— Start of RECORDS TO PROCESS —
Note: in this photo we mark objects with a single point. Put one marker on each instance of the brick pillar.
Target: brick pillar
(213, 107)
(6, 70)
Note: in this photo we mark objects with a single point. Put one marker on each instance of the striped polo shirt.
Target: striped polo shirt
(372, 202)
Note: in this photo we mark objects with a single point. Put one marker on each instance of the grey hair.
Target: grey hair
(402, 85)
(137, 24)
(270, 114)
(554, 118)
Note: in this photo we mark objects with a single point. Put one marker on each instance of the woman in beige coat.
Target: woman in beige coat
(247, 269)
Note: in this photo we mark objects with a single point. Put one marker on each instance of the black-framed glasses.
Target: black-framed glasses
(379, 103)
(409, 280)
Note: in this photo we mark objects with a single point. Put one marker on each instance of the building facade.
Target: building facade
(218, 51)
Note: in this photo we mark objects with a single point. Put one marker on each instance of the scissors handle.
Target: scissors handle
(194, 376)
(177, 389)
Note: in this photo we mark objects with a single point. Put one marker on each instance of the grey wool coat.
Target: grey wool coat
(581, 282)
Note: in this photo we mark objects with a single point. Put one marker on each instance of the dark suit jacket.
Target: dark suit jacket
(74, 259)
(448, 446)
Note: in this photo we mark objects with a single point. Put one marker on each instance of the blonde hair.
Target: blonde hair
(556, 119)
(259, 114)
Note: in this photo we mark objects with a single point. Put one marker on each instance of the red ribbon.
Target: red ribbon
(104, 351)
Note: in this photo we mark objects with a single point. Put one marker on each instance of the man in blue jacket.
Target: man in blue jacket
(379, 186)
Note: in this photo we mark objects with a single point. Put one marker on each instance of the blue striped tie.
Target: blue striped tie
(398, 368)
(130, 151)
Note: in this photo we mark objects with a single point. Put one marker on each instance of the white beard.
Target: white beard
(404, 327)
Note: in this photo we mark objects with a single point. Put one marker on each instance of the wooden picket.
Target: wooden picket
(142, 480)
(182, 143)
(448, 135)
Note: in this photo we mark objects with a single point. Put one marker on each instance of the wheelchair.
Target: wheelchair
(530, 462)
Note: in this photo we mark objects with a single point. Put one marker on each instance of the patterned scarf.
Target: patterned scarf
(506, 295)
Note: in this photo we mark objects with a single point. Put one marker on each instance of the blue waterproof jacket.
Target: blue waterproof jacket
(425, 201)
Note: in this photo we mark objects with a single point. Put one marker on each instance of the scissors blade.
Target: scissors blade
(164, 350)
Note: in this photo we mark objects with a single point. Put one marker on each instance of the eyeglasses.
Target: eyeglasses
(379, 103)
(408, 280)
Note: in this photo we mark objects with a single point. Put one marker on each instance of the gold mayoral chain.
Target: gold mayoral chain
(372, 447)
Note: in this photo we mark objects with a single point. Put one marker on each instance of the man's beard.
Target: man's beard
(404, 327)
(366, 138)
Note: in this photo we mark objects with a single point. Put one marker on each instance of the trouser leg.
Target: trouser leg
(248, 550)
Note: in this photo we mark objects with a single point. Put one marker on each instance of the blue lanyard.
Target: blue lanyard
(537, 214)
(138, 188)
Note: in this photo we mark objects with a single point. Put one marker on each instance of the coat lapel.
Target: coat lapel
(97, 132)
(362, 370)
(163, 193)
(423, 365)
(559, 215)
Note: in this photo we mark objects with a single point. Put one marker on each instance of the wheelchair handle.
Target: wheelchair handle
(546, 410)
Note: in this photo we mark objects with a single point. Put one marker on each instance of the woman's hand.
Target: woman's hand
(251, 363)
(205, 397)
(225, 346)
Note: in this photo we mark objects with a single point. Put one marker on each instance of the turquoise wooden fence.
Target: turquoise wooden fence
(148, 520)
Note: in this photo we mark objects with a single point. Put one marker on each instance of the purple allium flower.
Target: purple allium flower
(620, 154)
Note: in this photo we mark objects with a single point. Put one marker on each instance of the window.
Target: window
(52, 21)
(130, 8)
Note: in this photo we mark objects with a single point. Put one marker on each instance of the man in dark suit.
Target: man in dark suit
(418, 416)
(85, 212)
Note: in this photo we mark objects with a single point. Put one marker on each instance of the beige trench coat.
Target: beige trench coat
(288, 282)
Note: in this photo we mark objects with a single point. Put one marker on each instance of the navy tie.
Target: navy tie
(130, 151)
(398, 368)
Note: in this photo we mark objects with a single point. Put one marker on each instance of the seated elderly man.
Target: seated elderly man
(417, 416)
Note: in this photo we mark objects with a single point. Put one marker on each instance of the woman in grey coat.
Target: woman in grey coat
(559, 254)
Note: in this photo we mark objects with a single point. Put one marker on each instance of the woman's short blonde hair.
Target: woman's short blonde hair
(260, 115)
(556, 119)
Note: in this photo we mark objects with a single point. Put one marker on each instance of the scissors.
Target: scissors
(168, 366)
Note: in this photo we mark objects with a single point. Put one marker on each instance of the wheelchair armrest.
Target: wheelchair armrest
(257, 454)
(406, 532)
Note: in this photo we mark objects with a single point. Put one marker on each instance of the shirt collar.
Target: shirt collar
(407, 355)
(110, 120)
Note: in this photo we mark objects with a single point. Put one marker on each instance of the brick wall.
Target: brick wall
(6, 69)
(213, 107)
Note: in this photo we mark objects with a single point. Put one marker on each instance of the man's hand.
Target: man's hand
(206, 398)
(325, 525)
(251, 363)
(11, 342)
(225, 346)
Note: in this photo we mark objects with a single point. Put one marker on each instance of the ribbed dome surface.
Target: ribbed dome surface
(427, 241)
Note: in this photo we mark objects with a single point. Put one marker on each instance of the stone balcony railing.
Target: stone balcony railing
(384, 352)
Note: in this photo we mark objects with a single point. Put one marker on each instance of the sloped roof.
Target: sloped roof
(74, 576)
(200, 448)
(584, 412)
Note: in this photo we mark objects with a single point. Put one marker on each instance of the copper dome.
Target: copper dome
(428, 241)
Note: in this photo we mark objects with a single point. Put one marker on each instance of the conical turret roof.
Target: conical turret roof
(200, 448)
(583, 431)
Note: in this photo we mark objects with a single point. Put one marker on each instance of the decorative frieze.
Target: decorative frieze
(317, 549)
— End of RECORDS TO PROCESS —
▸ YOUR INSTRUCTIONS
Can you arrange the lines above, from the line with "the sloped roof." up to and including the final line, as a numbered list with any blank lines left out?

▸ SOLUTION TO THIS PROBLEM
1. Note: in this photo we mark objects with a single point. Put one marker on each instance of the sloped roof.
2. Target: sloped roof
3. (74, 576)
4. (200, 448)
5. (584, 412)
6. Note: in this photo we mark objects with a single point. Put one marker on each instance of the copper dome.
7. Target: copper dome
8. (428, 241)
9. Note: in this photo we mark objects with a single point. Put one marker on each instance of the conical turret roof.
10. Target: conical turret roof
11. (200, 448)
12. (583, 431)
13. Note: in this photo we mark objects with a single point. Put one marker on each instance of the decorative frieze.
14. Target: decorative frieze
15. (317, 549)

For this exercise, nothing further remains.